### [Written exercise]
Rewrite the records as a numbered list, starting at the first line and stopping after the line that contains "left=802, top=359, right=982, bottom=430". Leave out any blank lines.

/---

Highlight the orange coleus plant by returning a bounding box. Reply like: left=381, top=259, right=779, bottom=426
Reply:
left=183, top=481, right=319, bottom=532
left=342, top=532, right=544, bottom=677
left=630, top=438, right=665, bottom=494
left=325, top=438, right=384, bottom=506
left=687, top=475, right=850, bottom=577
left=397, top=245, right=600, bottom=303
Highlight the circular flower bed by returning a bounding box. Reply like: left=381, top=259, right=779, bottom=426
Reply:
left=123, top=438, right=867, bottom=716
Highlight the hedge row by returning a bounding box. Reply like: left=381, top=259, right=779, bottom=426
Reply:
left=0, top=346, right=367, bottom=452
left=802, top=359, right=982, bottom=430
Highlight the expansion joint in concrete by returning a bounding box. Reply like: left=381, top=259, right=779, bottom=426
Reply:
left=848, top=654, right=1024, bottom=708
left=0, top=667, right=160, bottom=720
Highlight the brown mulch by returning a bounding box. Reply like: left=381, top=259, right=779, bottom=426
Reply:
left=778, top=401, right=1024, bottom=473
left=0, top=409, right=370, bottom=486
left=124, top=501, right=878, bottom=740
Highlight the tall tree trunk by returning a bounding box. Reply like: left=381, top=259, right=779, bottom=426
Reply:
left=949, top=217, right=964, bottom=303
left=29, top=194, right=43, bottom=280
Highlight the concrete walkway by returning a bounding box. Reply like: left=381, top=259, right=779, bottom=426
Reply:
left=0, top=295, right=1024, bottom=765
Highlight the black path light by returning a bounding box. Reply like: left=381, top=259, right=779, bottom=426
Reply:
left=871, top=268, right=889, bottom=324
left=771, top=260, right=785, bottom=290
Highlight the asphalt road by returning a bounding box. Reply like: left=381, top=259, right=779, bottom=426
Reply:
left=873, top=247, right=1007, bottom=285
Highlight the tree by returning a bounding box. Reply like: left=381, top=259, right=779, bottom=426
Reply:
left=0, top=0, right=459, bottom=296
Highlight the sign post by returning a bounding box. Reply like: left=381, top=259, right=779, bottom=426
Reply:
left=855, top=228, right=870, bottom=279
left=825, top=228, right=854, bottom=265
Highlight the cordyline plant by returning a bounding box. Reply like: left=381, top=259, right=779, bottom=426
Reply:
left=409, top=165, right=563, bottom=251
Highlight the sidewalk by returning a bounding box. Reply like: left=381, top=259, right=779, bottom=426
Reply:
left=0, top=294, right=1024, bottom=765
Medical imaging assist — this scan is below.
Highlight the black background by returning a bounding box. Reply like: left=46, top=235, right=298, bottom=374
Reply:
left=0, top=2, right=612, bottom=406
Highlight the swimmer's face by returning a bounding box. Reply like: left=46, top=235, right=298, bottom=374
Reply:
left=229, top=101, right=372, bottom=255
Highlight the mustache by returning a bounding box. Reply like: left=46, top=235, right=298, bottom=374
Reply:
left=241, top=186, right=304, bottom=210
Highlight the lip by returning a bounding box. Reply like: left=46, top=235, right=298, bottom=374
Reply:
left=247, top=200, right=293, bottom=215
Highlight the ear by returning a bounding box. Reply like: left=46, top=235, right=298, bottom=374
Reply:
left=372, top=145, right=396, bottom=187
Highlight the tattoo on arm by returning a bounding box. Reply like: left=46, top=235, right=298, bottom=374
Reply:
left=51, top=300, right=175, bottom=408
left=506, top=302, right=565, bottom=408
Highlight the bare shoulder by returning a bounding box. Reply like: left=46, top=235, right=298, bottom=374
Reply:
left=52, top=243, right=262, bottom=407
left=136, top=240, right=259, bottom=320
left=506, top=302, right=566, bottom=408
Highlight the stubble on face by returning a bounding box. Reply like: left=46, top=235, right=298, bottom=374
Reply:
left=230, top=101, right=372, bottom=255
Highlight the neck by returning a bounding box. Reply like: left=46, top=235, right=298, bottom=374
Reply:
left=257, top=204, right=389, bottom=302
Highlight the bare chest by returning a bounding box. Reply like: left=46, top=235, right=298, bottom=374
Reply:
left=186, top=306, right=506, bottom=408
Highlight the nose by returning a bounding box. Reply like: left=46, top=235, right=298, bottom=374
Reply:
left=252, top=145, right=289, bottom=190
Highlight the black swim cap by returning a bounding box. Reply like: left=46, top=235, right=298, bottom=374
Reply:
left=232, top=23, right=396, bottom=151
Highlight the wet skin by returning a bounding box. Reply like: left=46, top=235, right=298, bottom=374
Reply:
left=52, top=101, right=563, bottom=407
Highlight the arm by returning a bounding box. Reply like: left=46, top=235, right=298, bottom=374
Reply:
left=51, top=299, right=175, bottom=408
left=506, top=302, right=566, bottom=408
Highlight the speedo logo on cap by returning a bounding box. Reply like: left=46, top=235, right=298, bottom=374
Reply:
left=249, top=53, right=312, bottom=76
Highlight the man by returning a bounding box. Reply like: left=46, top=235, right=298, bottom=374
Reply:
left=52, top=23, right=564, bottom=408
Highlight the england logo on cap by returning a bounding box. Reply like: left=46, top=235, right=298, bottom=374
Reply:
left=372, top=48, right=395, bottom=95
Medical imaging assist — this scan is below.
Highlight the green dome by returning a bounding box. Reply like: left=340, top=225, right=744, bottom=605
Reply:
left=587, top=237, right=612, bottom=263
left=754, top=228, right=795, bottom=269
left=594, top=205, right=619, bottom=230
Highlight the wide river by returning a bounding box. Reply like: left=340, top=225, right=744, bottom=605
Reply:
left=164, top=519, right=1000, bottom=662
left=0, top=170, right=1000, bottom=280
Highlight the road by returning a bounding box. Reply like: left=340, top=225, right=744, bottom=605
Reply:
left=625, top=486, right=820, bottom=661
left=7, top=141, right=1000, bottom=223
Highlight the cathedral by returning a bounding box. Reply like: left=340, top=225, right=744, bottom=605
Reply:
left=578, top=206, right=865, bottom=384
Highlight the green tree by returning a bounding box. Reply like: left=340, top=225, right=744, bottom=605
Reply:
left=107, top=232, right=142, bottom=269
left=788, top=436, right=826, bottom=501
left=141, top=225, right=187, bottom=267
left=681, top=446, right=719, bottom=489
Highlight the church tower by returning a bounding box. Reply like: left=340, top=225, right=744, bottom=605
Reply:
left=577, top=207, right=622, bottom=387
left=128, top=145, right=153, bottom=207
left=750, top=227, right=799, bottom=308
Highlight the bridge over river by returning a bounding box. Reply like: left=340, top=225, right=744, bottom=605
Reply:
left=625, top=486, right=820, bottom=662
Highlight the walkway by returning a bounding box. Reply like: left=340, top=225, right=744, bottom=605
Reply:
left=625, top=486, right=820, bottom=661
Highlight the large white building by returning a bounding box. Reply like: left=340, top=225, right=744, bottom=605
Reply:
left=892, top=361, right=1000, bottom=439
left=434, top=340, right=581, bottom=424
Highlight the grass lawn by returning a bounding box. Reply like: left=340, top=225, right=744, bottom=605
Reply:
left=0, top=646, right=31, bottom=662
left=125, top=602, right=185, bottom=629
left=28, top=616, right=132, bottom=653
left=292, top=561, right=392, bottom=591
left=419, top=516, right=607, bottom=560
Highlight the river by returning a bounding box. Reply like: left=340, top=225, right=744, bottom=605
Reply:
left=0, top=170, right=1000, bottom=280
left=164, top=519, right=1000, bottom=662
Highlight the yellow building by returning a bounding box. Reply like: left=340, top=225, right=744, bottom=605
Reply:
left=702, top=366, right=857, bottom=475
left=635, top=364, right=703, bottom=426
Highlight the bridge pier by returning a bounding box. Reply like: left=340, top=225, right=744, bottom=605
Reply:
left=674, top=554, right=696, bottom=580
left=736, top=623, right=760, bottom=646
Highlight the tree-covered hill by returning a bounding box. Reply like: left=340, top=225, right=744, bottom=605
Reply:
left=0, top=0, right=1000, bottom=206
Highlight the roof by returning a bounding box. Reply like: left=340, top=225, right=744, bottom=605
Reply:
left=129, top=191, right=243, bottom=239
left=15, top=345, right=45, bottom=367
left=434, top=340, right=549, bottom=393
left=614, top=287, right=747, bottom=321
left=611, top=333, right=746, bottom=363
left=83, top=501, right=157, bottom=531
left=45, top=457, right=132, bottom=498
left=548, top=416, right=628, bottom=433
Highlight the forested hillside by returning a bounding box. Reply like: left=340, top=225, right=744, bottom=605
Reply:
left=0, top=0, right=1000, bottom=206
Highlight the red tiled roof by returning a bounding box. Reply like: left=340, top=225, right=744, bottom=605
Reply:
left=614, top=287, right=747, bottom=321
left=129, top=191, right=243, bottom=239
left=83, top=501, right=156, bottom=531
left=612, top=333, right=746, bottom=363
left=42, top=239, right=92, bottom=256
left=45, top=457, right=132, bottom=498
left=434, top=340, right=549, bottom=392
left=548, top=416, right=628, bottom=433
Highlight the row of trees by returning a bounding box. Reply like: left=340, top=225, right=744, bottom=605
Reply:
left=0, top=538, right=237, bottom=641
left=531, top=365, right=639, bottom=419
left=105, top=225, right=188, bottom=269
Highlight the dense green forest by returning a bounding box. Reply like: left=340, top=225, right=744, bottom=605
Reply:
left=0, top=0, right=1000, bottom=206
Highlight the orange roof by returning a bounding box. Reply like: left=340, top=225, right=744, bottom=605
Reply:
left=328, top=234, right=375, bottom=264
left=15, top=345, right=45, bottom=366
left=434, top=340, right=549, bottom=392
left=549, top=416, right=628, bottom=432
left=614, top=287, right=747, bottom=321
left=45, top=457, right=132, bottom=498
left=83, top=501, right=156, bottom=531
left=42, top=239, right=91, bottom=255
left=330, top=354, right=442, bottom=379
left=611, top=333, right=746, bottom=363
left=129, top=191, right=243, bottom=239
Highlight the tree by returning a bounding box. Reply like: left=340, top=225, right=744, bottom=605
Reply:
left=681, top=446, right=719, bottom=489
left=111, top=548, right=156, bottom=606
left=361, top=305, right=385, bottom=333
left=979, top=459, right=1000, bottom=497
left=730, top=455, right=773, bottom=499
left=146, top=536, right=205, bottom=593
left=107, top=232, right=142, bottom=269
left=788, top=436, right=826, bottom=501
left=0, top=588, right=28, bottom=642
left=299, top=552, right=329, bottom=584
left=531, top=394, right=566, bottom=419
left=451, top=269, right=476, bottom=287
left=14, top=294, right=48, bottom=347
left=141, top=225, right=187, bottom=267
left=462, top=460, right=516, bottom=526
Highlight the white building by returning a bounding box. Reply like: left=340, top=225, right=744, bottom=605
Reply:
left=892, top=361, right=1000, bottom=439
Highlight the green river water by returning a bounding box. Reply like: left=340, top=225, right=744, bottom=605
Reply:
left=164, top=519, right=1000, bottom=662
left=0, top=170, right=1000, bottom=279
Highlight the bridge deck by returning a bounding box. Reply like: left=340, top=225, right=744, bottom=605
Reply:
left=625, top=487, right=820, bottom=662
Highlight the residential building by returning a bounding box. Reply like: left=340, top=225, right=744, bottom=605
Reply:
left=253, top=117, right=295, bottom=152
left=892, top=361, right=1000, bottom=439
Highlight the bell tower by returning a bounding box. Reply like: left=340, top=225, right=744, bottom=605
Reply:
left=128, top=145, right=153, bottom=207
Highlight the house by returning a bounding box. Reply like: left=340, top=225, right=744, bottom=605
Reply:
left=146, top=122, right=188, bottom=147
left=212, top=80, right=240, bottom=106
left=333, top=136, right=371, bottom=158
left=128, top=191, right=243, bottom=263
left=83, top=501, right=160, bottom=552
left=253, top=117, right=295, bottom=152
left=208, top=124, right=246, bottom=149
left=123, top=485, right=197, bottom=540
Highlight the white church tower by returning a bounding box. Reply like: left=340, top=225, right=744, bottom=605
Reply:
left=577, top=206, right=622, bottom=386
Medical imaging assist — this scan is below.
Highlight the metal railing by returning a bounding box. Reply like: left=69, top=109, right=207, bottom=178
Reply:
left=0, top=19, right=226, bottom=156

\---

### [Result below]
1. Highlight the orange coleus plant by returning a bounding box. Reply like: left=381, top=259, right=779, bottom=426
2. Reply:
3. left=183, top=481, right=319, bottom=532
4. left=342, top=532, right=544, bottom=677
5. left=630, top=438, right=665, bottom=494
6. left=325, top=438, right=384, bottom=506
7. left=687, top=475, right=850, bottom=577
8. left=397, top=245, right=600, bottom=303
9. Highlight the circular flower bed by returning a bounding box. Reply like: left=381, top=259, right=779, bottom=426
10. Reply:
11. left=123, top=438, right=867, bottom=716
12. Highlight the hedge row by returning a bounding box. Reply like: left=381, top=259, right=779, bottom=426
13. Reply:
14. left=0, top=346, right=367, bottom=452
15. left=802, top=359, right=982, bottom=430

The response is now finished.